■ Material for this exercise:
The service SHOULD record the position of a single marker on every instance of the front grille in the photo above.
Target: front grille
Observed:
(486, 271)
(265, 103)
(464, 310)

■ Try it: Every line from above should appear again in the answer, exactly as written.

■ Output of the exercise:
The service SHOULD record the position of a single marker on every instance of the front grille in the photo above.
Target: front grille
Observed:
(486, 271)
(265, 103)
(464, 310)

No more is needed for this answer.